[PASSAGE GIVEN]
^^^^^^^^^^^^^^^^

Overview
In this example, we analyze the relationship between a car's speed and the stop distance. First, we check the model assumptions and screen for potential outliers. Second, we export our regression results into a format that you can easily copy into word processing software. Third, we build a scatter plot with the trend line on top of it. Fourth and last, we make predictions for unseen data points.
How to create it
1. Evaluate Model Assumptions
We use the built-in cars
dataset which includes 50 data points of a car's stop distance at a given speed. Since the dimensions are in miles per hour and foot, we first convert it into kilometer per hour and meter, respectively.
Then, we estimate a linear model and evaluate its properties with autoplot function from the broom
package. Residuals indicate the difference between the predicted and the actual value. The left plot shows the residuals and the data points should center around the horizontal axis (i.e., the mean of the residuals is 0). Although the line goes a little downward around the middle, it does not look worrisome at first sight.

^^^^^^^^^^^^^^^^

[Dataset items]
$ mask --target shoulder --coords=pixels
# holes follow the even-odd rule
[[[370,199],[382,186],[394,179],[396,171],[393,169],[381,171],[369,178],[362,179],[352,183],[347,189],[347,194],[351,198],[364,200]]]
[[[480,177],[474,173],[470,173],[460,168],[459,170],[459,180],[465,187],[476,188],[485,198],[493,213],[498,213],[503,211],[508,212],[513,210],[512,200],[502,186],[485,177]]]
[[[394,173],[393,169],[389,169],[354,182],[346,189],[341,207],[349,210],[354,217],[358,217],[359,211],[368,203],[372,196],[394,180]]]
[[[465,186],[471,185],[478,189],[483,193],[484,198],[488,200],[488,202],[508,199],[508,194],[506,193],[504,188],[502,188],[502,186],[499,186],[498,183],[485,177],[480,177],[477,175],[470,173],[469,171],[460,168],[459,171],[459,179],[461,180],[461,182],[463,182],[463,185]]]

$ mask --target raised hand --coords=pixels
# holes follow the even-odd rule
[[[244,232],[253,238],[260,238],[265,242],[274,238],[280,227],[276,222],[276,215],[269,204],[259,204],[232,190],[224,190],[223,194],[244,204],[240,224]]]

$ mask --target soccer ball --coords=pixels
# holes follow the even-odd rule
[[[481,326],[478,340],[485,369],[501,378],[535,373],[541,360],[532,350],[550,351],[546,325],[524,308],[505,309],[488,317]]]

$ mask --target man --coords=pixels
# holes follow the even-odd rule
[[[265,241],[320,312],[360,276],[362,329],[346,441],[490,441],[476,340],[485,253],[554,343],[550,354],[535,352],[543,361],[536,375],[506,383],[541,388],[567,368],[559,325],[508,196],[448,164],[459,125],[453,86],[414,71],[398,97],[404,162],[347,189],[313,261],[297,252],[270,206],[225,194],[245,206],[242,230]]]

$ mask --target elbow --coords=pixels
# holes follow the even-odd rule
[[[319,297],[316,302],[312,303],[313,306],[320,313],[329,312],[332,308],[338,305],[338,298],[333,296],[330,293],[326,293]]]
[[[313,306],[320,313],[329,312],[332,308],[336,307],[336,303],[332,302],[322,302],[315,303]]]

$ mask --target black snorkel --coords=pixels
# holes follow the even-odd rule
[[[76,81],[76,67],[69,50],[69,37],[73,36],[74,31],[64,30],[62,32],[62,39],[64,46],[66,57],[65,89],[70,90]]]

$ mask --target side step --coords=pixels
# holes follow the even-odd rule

^^^^^^^^^^^^^^^^

[EXERCISE TASK A]
Write out the passage of the regression tutorial from "How to create" up to and including "and meter, respectively.".
[EXERCISE TASK B]
Decide whether each statement agrees with the regression tutorial, answering yes or no and quoting the words that settle it: (i) The built-in cars dataset contains 50 data points. (ii) The original distances in the dataset are recorded in meters. (iii) The scatter plot is built before the regression results are exported.

[PROBLEM SOLUTION A]
How to create it
1. Evaluate Model Assumptions
We use the built-in cars
dataset which includes 50 data points of a car's stop distance at a given speed. Since the dimensions are in miles per hour and foot, we first convert it into kilometer per hour and meter, respectively.

[PROBLEM SOLUTION B]
(i) Yes: "dataset which includes 50 data points of a car's stop distance at a given speed"
(ii) No: "Since the dimensions are in miles per hour and foot, we first convert it into kilometer per hour and meter, respectively."
(iii) No: "Second, we export our regression results into a format that you can easily copy into word processing software. Third, we build a scatter plot with the trend line on top of it."